Swap "indicate" for "mark" in the part of the records that opens at their start and closes with the line containing "[(440, 372)]", changing nothing else and leaving out the pictures.

◆ DATASET EXTRACT
^^^^^^^^
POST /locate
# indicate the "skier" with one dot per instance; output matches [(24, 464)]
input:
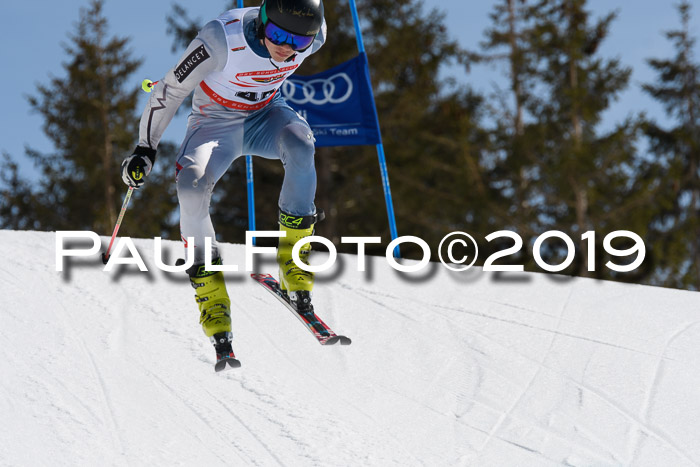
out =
[(236, 66)]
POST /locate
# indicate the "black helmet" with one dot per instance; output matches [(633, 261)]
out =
[(303, 17)]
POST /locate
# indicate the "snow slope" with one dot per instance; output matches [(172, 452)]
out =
[(445, 368)]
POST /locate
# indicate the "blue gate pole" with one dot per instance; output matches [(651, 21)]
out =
[(380, 147), (249, 180)]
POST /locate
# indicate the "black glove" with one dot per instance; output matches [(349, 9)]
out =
[(137, 166)]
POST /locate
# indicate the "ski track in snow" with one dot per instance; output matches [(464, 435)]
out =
[(440, 372)]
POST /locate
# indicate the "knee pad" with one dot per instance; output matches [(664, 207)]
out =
[(193, 191), (296, 144)]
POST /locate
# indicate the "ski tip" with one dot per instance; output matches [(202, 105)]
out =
[(226, 363), (342, 340)]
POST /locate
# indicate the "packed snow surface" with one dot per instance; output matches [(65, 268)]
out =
[(445, 368)]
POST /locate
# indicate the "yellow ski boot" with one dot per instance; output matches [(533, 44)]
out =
[(294, 281), (212, 299)]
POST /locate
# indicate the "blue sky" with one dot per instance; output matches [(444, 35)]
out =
[(34, 33)]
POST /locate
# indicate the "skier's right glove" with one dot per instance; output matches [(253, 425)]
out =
[(137, 166)]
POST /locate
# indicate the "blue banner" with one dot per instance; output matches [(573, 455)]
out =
[(337, 103)]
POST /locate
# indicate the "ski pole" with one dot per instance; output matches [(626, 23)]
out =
[(105, 255)]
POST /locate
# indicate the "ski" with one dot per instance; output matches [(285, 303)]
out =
[(225, 363), (313, 323), (225, 358)]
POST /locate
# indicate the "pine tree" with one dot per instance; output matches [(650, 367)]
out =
[(571, 176), (90, 116), (677, 225)]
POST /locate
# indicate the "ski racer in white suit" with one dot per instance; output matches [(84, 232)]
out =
[(236, 66)]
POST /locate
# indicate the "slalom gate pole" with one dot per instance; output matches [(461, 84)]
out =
[(105, 255), (380, 146), (249, 180)]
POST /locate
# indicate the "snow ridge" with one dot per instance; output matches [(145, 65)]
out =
[(445, 368)]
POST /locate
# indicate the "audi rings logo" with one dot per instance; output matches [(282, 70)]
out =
[(332, 90)]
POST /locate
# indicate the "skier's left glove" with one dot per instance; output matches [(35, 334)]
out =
[(136, 167)]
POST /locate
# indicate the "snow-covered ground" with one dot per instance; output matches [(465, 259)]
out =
[(445, 368)]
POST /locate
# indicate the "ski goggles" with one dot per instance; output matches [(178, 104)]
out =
[(279, 36)]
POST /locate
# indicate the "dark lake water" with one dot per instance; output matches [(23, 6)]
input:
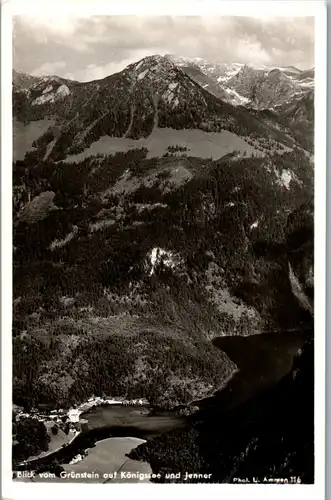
^^^^^^^^
◆ ANSWER TO THIS EXERCISE
POST /locate
# mark the "skier" with one dot per instance; output matches [(24, 464)]
input:
out =
[(236, 66)]
POST /locate
# mark the "black helmet" with one dot per instance; output matches [(633, 261)]
out =
[(303, 17)]
POST /locate
# mark the "snow slope" with one dot per instance; output matches [(172, 452)]
out =
[(445, 368)]
POST /locate
# mark the "blue gate pole" with one dot per instance; output matches [(651, 21)]
out =
[(380, 147), (249, 180)]
POST /locate
# mark the "black glove" with one dot per instance; output matches [(349, 9)]
out =
[(137, 166)]
POST /locate
# mark the "ski track in snow" with one dot per instance; output matches [(464, 435)]
out =
[(440, 372)]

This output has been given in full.